# Task objective
Word for word, write the lines below out again, with no pictures.

Image point grounding data:

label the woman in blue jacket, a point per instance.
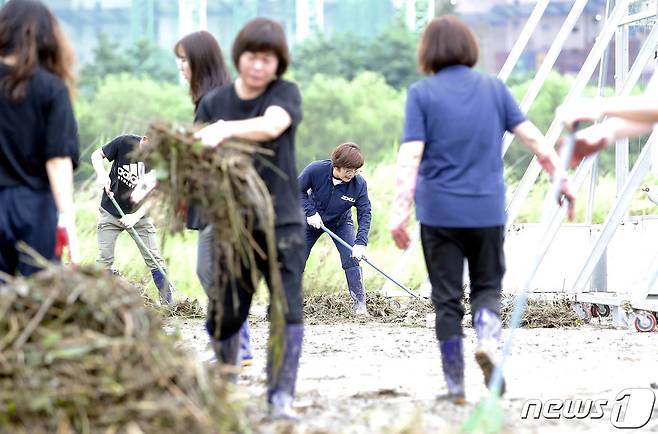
(329, 189)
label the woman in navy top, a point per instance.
(329, 190)
(201, 64)
(451, 156)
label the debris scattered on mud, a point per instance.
(80, 352)
(337, 307)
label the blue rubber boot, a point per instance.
(227, 352)
(452, 364)
(164, 289)
(354, 276)
(245, 357)
(488, 329)
(281, 390)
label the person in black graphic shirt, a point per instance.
(38, 137)
(119, 184)
(201, 64)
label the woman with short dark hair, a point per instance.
(451, 161)
(201, 64)
(262, 107)
(329, 189)
(38, 136)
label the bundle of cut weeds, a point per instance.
(80, 352)
(539, 312)
(224, 185)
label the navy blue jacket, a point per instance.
(334, 202)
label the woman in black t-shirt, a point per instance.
(38, 136)
(262, 107)
(201, 64)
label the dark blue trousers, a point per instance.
(30, 216)
(345, 231)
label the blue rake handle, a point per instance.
(382, 272)
(553, 196)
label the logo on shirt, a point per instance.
(129, 174)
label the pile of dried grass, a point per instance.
(337, 307)
(80, 352)
(543, 313)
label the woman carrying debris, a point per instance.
(201, 64)
(451, 159)
(38, 137)
(329, 189)
(260, 106)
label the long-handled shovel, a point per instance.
(367, 261)
(135, 236)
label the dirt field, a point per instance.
(383, 378)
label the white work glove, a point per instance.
(358, 252)
(579, 110)
(214, 134)
(103, 182)
(144, 187)
(315, 221)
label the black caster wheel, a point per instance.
(645, 322)
(583, 311)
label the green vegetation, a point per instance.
(354, 94)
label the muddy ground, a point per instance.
(373, 377)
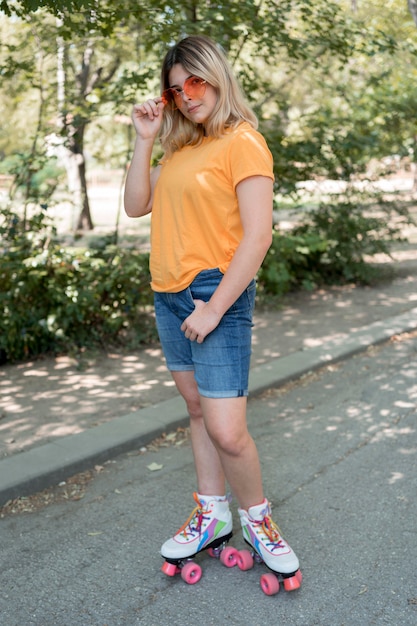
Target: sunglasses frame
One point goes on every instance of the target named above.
(171, 94)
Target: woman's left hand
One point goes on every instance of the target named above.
(201, 322)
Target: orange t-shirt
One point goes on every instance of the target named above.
(195, 223)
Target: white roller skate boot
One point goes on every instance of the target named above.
(264, 536)
(209, 526)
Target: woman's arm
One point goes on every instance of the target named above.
(255, 197)
(140, 180)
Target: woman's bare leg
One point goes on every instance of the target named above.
(210, 475)
(225, 420)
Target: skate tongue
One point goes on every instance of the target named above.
(259, 512)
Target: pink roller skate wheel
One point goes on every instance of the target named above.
(244, 560)
(269, 584)
(191, 573)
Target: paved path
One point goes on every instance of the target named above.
(338, 452)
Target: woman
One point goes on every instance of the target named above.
(211, 202)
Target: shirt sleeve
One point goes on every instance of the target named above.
(249, 156)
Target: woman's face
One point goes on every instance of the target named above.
(196, 109)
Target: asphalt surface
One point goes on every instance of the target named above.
(339, 458)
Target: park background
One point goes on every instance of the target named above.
(334, 86)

# Result
label the woman in blue jacket, a point per instance.
(329, 189)
label the woman in navy top, a point per instance.
(329, 190)
(201, 64)
(451, 156)
label the debris scattered on mud, a point per instance.
(80, 352)
(337, 307)
label the blue rubber boot, a point per instance.
(227, 352)
(452, 364)
(164, 289)
(354, 276)
(245, 357)
(488, 329)
(281, 390)
label the person in black graphic shirt, a point per instance.
(38, 137)
(119, 184)
(201, 64)
label the woman with short dark hair, a point per instance.
(451, 161)
(201, 64)
(262, 107)
(329, 189)
(38, 136)
label the bundle of cut weeds, a point per instance.
(80, 352)
(539, 312)
(224, 185)
label the navy blue jacket, a point per instance.
(334, 202)
label the woman in black t-shirt, a point per instance.
(38, 136)
(262, 107)
(201, 64)
label the dark blue trousers, a point per instance.
(30, 216)
(345, 231)
label the blue rake handle, a point per instance.
(382, 272)
(553, 196)
label the logo on shirt, a point per instance.
(129, 174)
label the pile of dried grass, a point per instance.
(337, 307)
(80, 352)
(543, 313)
label the woman carrying debris, a point per instance.
(201, 64)
(451, 159)
(38, 137)
(329, 189)
(260, 106)
label the long-handled shovel, a point per instance.
(367, 261)
(135, 236)
label the dirt field, a point per instance.
(383, 378)
label the white work glove, a point per instance.
(358, 252)
(579, 110)
(214, 134)
(103, 182)
(144, 187)
(315, 221)
label the black caster wheel, a point per instance.
(645, 322)
(583, 311)
label the green vegetation, a point per instance.
(354, 94)
label the muddy ground, a point per instance.
(373, 377)
Target: sunglasses frame
One point goes on every instance of the target named above.
(171, 94)
Target: woman's left hand
One point goes on every instance of the target named above.
(201, 322)
Target: orange t-shirt
One point goes on every instance of the target named above.
(195, 223)
Target: white roller skate boot
One point goes on every instance of the target named above.
(264, 536)
(209, 526)
Target: woman's arm
One point goes on every instance of the target named above.
(255, 197)
(140, 180)
Target: woman's bare leg
One point goes on every instance of the target named above.
(210, 475)
(225, 420)
Target: skate tongue
One point goes on every instance of the target named above.
(259, 512)
Target: pink roller skate wheel
One point goes on every instance of the target named above.
(244, 560)
(269, 584)
(191, 573)
Target: paved path
One point goes on every instance of the target named above.
(338, 452)
Target: woman
One point goes on every instance of the target named above.
(211, 202)
Target: shirt sleeve
One point goes on every instance of the target named above.
(249, 156)
Target: woman's face
One point goes on every instance of the target named above.
(196, 109)
Target: asphalt surface
One point goes on every instance of the target named above.
(339, 458)
Target: park background
One point goes on every instance of the target named above.
(334, 86)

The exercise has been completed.